Problem: All of the entries below need to be repeated exactly.

(Extracted records)
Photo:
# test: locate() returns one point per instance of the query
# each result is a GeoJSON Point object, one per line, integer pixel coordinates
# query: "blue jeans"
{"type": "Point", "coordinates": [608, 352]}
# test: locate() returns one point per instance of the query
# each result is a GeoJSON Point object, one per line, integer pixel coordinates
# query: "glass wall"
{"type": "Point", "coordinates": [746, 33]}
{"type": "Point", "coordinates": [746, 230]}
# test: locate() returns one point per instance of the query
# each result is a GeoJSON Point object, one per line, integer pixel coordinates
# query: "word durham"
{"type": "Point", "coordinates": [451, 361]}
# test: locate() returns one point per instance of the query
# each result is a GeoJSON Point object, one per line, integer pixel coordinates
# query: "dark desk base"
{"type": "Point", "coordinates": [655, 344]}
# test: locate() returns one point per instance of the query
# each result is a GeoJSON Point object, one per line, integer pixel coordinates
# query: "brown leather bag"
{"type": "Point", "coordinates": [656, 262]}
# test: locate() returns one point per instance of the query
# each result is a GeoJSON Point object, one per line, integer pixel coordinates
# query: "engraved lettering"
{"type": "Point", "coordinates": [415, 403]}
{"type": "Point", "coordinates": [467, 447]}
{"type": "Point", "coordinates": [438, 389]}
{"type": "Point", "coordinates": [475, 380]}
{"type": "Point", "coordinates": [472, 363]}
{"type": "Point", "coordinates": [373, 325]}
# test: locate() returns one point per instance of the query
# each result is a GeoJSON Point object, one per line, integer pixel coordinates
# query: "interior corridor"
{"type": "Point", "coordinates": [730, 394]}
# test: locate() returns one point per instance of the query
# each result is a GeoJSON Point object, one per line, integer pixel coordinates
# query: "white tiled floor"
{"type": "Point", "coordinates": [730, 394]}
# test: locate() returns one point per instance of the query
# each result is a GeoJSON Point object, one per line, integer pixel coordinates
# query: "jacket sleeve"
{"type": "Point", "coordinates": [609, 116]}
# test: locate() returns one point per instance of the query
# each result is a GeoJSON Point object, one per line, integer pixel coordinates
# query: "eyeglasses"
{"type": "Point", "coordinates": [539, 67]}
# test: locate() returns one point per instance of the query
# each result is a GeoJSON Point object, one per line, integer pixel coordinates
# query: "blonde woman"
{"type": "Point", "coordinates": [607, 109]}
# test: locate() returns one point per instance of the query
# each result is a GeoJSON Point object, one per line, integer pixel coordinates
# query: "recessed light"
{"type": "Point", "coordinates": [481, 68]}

Response below:
Photo:
# test: locate() returns one point per instance of the query
# each result is a GeoJSON Point object, one per line, integer pixel coordinates
# query: "blue jeans"
{"type": "Point", "coordinates": [608, 352]}
# test: locate() returns one point per instance of the query
# each result is a GeoJSON Point object, one per line, integer pixel coordinates
# query: "glass wall"
{"type": "Point", "coordinates": [746, 33]}
{"type": "Point", "coordinates": [746, 230]}
# test: locate() returns one point per instance of the query
# each result is a GeoJSON Point object, one per line, integer pixel coordinates
# query: "word durham"
{"type": "Point", "coordinates": [451, 361]}
# test: locate() returns one point per instance of the query
# each result is a GeoJSON Point object, one per line, integer pixel coordinates
# query: "dark desk base"
{"type": "Point", "coordinates": [655, 344]}
# test: locate() returns one point per instance of the query
# each result is a GeoJSON Point object, one per line, integer pixel coordinates
# query: "brown leather bag"
{"type": "Point", "coordinates": [656, 262]}
# test: locate() returns one point per instance of the query
# each result is a GeoJSON Point object, one per line, integer pixel coordinates
# query: "engraved lettering"
{"type": "Point", "coordinates": [415, 403]}
{"type": "Point", "coordinates": [467, 447]}
{"type": "Point", "coordinates": [438, 389]}
{"type": "Point", "coordinates": [475, 380]}
{"type": "Point", "coordinates": [472, 363]}
{"type": "Point", "coordinates": [373, 325]}
# test: locate() returns one point per instance of the query
# each result is a GeoJSON Point object, one per line, integer pixel coordinates
# query: "interior corridor"
{"type": "Point", "coordinates": [730, 394]}
# test: locate() returns one point per instance of the query
# each result is a GeoJSON Point object, one per line, integer pixel coordinates
# query: "white tiled floor"
{"type": "Point", "coordinates": [730, 394]}
# test: locate() returns one point per instance of the query
# each result is a GeoJSON Point object, one per line, integer pixel coordinates
# query: "jacket sleeve"
{"type": "Point", "coordinates": [609, 116]}
# test: locate() returns one point per instance of the query
# each result is a GeoJSON Point object, one per line, integer pixel coordinates
# query: "eyeglasses"
{"type": "Point", "coordinates": [539, 67]}
# test: locate() returns one point per instance of the query
# each result is a GeoJSON Point object, one per line, integer pixel coordinates
# query: "blonde woman"
{"type": "Point", "coordinates": [607, 109]}
# test: locate() returns one point per instance of the query
# each result is a GeoJSON Point object, one per line, integer pixel coordinates
# query: "recessed light"
{"type": "Point", "coordinates": [481, 68]}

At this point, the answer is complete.